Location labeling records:
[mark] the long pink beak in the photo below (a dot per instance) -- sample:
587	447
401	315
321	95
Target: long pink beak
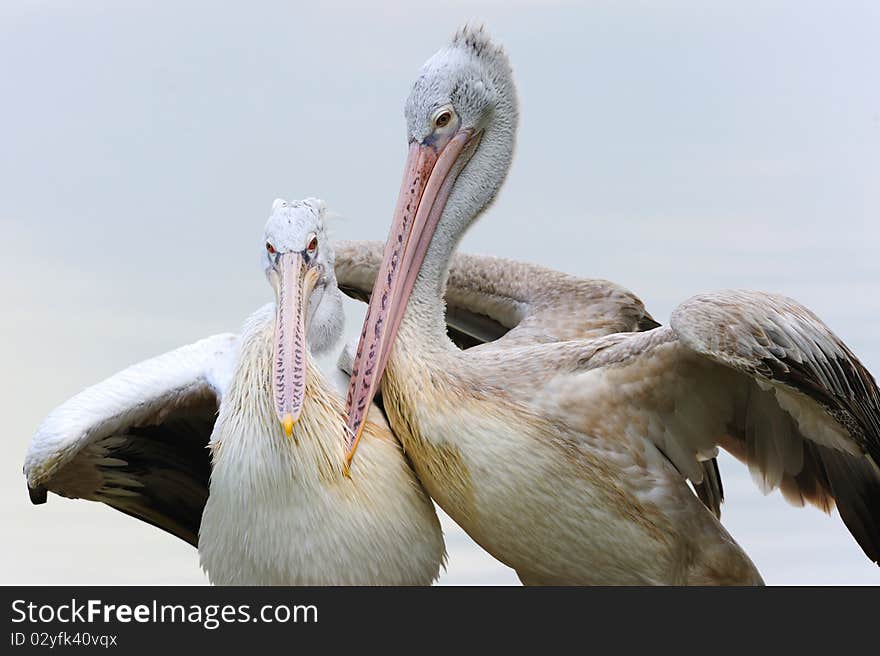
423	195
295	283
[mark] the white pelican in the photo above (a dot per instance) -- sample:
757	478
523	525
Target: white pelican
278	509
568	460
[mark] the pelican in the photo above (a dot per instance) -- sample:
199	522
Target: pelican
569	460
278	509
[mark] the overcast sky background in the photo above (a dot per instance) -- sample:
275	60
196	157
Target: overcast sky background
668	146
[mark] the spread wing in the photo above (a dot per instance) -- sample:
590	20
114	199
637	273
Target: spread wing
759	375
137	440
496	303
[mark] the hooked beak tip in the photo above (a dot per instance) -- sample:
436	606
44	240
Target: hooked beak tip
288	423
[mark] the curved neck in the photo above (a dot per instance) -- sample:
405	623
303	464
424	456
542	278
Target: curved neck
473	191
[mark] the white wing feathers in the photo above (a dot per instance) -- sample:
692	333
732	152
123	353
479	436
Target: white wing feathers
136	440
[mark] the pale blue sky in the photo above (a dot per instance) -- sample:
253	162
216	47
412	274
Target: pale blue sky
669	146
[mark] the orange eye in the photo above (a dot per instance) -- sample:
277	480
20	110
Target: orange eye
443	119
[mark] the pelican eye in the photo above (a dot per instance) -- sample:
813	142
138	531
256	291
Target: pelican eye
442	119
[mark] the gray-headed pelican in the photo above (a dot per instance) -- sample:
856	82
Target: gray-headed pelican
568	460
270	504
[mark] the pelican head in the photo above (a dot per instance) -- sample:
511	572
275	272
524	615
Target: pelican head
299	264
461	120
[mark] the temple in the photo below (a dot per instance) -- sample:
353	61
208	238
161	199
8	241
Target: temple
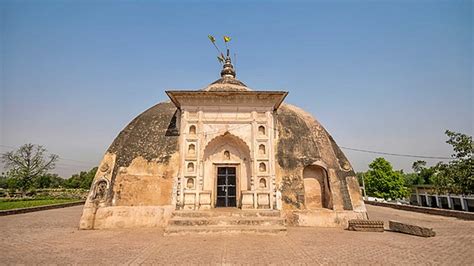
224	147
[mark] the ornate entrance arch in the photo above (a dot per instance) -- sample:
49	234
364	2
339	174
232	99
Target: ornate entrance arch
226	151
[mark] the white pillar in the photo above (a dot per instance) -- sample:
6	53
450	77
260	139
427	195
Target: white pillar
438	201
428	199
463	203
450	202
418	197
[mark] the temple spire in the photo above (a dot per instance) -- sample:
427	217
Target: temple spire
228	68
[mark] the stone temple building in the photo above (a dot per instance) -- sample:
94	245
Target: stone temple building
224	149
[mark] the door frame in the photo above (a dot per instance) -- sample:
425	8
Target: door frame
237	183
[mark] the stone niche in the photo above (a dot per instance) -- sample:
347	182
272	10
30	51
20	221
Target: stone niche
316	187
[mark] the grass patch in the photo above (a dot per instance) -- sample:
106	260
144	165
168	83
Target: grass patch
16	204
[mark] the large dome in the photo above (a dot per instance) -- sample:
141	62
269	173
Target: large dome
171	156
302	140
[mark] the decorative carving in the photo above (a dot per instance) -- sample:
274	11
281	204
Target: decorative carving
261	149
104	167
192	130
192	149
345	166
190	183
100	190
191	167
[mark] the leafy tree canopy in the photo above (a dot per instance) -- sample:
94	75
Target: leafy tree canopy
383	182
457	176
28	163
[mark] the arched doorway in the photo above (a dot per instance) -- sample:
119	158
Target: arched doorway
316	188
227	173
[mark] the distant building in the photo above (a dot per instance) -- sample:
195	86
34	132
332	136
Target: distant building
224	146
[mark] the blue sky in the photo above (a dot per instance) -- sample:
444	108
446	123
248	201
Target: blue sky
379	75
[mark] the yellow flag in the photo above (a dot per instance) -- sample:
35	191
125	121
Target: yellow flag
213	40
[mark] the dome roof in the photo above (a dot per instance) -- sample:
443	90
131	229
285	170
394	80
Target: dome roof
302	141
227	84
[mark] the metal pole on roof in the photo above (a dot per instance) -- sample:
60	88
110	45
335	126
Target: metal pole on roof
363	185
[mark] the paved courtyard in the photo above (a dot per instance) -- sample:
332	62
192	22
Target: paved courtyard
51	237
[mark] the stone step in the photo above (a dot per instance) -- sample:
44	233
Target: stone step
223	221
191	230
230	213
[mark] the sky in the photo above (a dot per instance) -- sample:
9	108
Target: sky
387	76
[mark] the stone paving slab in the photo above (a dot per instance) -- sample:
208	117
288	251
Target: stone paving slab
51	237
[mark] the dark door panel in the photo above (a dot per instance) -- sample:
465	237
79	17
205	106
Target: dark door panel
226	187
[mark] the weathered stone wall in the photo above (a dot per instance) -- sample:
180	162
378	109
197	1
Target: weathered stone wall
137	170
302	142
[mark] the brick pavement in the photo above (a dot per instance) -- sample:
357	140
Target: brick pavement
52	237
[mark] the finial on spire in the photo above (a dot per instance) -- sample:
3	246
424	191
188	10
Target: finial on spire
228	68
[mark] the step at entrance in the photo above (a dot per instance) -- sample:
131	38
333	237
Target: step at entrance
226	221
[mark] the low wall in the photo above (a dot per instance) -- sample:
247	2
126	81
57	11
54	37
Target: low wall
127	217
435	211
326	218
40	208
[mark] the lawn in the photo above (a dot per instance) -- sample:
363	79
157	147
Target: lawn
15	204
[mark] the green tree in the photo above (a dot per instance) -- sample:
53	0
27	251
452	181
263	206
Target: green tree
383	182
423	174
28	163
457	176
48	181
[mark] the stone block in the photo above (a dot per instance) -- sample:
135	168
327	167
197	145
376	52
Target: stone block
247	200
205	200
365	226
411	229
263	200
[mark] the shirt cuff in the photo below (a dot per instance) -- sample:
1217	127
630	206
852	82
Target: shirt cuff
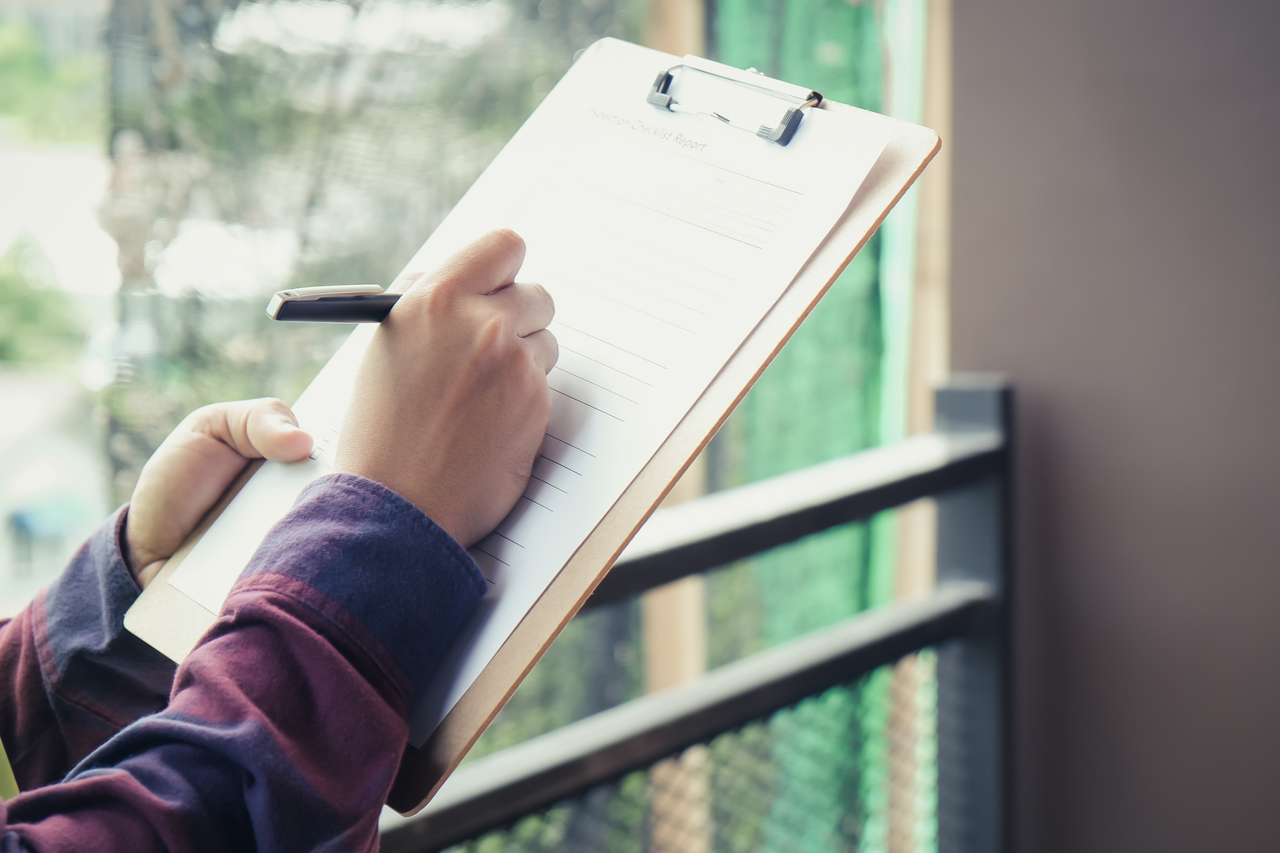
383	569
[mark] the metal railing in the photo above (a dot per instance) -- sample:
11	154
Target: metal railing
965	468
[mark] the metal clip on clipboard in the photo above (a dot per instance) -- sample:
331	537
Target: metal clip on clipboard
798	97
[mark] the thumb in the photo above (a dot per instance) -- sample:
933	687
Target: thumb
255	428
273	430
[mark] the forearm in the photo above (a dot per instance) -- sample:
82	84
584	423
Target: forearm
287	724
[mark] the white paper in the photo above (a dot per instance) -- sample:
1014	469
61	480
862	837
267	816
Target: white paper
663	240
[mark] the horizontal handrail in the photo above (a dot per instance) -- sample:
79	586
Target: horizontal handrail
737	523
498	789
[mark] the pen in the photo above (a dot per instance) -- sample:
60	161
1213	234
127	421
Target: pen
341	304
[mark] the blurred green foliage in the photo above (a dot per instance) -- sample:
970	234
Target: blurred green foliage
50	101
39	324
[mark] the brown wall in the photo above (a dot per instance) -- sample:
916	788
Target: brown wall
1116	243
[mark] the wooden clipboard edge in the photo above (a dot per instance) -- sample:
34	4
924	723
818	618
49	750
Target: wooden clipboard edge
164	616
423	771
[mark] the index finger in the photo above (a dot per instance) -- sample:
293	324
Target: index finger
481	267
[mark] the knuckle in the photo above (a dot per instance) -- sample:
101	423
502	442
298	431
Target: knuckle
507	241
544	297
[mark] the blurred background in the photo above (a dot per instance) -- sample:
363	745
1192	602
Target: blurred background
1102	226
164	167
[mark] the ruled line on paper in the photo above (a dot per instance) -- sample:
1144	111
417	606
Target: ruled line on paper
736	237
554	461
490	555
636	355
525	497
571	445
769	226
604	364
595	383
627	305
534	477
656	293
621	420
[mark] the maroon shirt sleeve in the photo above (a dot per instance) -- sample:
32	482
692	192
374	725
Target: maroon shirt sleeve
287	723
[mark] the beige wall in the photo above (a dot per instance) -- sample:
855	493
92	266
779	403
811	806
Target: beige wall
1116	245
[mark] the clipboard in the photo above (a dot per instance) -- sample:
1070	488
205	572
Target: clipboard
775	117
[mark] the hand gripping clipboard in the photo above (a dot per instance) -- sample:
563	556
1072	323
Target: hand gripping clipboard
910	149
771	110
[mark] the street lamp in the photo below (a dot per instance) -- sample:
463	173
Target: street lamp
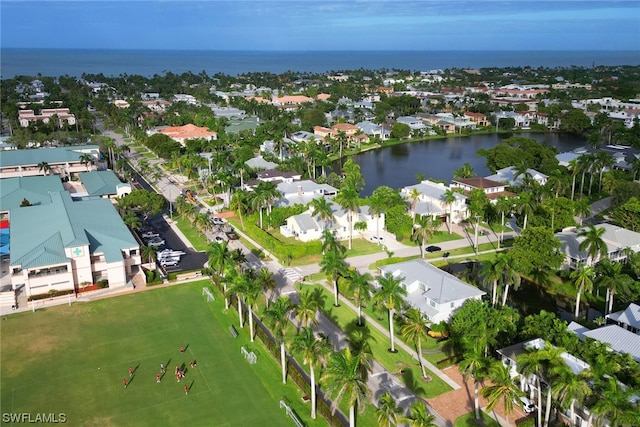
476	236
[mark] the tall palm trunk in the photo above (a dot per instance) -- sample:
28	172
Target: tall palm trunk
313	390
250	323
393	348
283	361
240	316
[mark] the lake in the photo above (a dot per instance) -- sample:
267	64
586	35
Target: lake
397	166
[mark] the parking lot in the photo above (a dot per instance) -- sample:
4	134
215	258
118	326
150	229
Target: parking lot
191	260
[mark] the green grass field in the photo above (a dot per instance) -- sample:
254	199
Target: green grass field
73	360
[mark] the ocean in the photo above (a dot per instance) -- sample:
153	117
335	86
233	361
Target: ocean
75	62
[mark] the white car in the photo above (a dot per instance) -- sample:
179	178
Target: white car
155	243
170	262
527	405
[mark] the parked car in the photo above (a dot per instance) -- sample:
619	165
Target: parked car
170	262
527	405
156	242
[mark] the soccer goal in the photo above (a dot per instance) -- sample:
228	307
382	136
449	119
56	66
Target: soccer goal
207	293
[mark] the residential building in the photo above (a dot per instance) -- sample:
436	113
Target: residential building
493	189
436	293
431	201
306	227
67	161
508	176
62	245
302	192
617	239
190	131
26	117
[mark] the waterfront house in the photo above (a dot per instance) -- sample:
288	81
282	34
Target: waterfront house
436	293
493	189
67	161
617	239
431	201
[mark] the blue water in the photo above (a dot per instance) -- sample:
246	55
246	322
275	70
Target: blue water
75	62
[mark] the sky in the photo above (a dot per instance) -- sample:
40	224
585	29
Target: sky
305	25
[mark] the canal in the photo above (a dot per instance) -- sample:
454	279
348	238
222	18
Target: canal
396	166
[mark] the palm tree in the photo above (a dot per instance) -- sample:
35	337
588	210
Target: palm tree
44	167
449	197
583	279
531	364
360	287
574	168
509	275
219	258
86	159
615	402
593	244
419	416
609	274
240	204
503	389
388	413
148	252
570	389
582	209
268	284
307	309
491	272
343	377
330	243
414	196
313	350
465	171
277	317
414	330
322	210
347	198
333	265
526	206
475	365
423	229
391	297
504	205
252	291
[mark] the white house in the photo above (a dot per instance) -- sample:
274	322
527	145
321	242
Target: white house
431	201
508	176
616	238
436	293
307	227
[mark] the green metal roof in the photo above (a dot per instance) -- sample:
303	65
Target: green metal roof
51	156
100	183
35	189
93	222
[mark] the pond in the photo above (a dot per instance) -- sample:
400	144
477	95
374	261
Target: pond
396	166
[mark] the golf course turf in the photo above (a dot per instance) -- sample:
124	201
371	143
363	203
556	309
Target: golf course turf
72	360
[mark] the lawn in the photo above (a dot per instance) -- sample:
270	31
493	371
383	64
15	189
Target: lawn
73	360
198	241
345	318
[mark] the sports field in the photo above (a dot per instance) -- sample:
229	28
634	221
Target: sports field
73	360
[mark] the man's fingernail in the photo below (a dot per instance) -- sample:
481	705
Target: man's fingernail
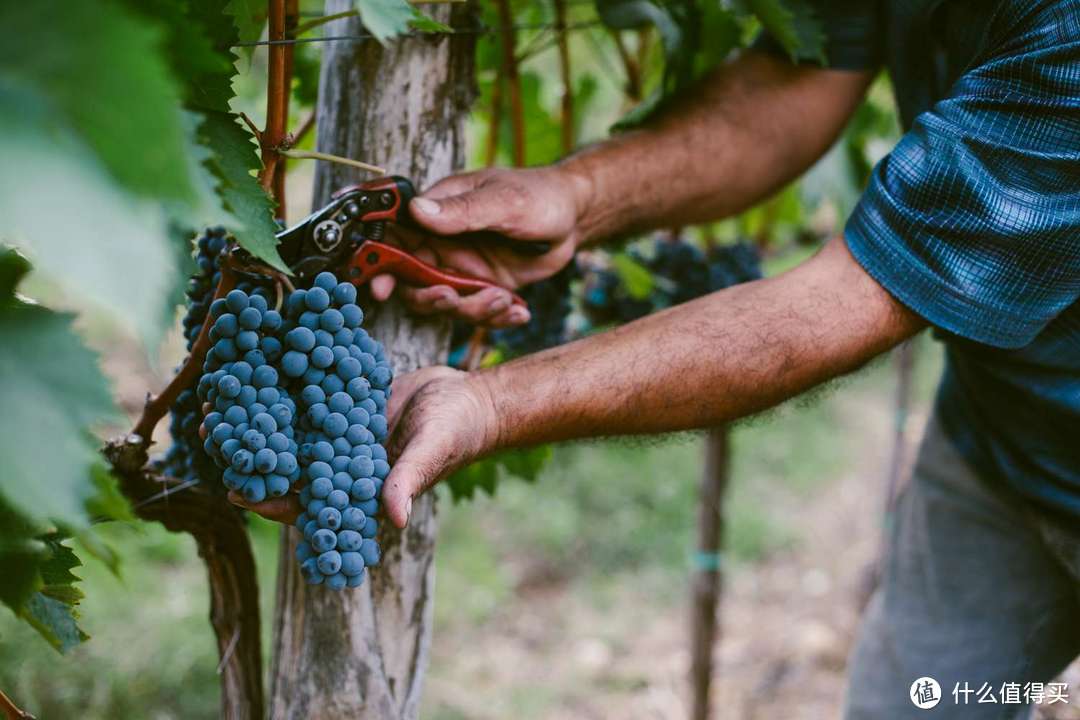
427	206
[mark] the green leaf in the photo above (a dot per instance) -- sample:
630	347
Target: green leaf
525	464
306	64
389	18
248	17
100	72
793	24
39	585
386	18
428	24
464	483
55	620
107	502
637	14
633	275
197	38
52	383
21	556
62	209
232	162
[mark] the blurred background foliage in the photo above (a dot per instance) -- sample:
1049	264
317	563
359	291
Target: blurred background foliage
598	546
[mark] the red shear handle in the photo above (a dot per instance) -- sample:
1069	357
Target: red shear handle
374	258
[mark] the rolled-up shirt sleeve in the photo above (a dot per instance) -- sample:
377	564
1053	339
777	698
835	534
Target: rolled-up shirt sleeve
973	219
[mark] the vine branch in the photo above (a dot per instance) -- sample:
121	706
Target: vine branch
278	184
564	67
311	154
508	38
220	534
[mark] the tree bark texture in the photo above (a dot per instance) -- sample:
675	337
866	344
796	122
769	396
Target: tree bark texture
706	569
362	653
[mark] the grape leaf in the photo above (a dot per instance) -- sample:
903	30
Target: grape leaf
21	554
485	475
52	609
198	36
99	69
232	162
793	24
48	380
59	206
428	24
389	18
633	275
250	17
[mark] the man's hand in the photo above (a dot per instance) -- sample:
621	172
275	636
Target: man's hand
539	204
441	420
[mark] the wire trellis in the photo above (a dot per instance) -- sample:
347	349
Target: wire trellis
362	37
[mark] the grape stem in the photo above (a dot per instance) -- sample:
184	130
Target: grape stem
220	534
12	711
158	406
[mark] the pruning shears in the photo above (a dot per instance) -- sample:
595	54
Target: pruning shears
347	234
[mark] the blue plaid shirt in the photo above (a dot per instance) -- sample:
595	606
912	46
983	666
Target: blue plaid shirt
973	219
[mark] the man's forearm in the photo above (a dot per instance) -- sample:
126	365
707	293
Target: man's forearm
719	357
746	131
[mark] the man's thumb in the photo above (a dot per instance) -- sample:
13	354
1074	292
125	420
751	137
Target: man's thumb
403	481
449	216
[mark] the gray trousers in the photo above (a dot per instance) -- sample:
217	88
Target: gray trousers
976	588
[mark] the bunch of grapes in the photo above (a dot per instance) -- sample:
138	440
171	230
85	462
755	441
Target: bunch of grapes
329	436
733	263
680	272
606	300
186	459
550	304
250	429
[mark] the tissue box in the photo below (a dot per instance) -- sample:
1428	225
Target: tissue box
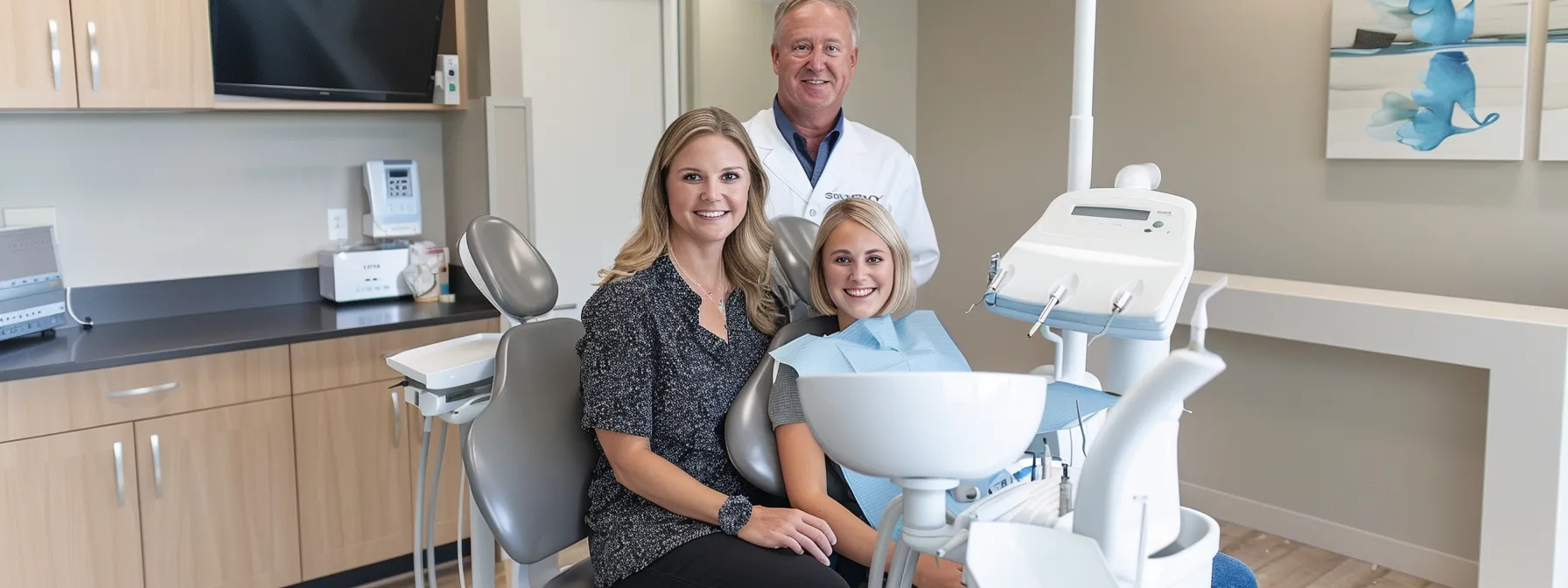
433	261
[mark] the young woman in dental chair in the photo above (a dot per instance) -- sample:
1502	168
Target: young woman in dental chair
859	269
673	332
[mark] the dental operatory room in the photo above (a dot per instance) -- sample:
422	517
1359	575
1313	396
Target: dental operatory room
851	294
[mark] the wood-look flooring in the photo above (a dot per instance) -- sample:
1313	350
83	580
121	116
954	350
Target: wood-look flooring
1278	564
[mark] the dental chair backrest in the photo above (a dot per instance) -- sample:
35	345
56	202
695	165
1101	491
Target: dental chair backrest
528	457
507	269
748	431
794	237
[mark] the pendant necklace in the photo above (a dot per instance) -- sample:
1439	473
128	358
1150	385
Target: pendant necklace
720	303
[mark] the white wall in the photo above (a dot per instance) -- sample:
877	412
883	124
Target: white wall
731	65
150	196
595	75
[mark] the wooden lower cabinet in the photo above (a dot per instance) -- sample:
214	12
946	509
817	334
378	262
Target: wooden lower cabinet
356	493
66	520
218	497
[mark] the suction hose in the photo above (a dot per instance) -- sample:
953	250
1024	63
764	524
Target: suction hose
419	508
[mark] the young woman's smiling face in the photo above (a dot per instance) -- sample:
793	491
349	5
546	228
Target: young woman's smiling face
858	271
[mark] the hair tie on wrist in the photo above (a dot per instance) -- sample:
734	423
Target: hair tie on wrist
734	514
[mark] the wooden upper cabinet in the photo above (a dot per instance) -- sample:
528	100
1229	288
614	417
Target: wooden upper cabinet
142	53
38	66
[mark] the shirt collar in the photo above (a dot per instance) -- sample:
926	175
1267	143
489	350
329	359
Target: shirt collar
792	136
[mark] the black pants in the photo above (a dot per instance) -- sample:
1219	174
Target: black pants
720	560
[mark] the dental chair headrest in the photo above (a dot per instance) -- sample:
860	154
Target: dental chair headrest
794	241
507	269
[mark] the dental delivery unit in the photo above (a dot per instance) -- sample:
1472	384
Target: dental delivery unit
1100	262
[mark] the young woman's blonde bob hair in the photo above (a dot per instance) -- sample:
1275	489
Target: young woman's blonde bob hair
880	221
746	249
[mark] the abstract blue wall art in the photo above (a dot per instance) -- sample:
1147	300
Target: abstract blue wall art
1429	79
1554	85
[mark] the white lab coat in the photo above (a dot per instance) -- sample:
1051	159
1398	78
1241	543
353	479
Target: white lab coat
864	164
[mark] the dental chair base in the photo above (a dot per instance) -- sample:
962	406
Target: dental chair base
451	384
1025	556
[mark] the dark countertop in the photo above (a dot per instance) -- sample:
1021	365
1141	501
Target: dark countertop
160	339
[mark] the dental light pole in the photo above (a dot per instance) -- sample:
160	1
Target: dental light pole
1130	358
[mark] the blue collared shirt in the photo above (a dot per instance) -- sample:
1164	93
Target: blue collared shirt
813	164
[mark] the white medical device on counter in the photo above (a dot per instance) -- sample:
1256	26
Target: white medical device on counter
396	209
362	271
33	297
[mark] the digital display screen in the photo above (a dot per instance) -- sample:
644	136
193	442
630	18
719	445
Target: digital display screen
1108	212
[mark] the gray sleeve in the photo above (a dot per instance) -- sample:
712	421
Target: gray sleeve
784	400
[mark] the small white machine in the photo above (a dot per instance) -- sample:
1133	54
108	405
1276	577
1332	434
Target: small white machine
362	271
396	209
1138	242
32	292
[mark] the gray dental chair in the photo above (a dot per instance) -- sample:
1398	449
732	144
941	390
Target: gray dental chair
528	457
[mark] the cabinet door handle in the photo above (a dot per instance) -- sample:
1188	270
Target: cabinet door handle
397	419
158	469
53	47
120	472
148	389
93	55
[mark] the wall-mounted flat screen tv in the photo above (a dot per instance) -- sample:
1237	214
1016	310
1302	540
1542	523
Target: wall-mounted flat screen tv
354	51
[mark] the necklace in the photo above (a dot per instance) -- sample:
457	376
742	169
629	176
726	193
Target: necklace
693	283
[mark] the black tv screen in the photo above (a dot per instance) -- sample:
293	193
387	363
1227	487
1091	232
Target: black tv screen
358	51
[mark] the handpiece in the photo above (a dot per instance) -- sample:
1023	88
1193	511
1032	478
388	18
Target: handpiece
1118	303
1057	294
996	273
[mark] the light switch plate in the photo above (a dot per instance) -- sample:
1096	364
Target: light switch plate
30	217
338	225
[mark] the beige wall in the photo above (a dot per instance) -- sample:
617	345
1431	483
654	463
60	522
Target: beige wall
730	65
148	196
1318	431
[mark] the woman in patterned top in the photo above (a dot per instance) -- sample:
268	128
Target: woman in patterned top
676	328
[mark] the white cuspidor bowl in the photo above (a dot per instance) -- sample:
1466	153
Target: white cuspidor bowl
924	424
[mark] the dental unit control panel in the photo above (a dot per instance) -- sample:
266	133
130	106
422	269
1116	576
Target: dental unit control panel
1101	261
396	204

● **What you have to do**: Repeat exactly, and only, the lines from the line containing "[mark] the woman" through the last line of the records above, both included.

● **Solved problem**:
[mark] the woman in patterned top in the photo above (a dot per instance) -- sample:
268	128
Target: woman in patterned top
676	328
[mark] the white cuspidor bowl in the photo above (a dot per instance) -- sample:
1466	153
Target: white cuspidor bowl
924	424
[mark] the dental unit control panel in the photo above (a dot per instance) -- sample:
266	133
130	106
422	269
1116	576
Target: dental unit control panel
1101	261
396	204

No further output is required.